**Short problem:** From the rows below, collect each line that contains the string "Query" and copy it out in full.

**Record list:**
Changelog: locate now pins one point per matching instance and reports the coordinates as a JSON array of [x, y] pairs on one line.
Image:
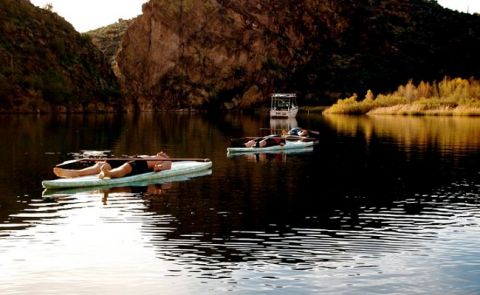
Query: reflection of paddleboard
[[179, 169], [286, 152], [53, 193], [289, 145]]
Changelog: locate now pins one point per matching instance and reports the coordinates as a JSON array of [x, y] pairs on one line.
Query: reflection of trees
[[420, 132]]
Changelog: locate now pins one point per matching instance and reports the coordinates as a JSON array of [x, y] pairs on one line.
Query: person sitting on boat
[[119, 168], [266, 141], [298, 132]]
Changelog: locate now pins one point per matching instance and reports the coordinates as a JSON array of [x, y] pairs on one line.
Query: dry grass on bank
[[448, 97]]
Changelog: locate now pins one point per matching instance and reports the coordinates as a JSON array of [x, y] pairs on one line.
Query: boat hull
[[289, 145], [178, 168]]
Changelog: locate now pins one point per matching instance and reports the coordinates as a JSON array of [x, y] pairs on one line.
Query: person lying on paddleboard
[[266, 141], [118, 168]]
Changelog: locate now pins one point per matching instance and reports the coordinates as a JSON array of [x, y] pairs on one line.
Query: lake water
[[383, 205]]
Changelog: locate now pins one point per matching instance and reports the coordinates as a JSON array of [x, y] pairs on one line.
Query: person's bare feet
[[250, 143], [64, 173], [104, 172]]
--
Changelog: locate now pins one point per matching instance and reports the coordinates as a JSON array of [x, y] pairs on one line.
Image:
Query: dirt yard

**Exercise answer:**
Query: reflection of paddleboard
Query: reflection of trees
Query: person sitting on boat
Query: dry grass on bank
Query: boat hull
Query: person lying on paddleboard
Query: lake water
Query: person's bare feet
Query: dirt yard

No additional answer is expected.